Problem description -> Which lines make up the answer? Those from the line with "Exercise. Point out the whole" through the end of the data; reproduce them exactly.

Supplied information: Begin

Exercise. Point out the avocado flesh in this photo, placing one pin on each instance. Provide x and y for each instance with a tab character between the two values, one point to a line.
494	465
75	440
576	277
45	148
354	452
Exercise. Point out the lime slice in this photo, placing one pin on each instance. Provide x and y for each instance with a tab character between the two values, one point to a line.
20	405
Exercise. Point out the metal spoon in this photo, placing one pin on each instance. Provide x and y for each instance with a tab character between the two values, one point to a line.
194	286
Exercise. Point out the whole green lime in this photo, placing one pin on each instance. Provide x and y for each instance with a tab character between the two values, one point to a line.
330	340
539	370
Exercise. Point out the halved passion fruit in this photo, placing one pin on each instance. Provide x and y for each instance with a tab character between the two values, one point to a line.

Supplied information: End

Answer below ->
Exercise. Point out the whole green lime in this photo, placing one pin on each instance. Provide x and y for each instance with a tab character between the two values, one point to a line.
330	340
539	370
Exercise. Point out the halved passion fruit in this photo, placing one pin on each instance. Provide x and y for each instance with a tab character between the two values, one point to a line.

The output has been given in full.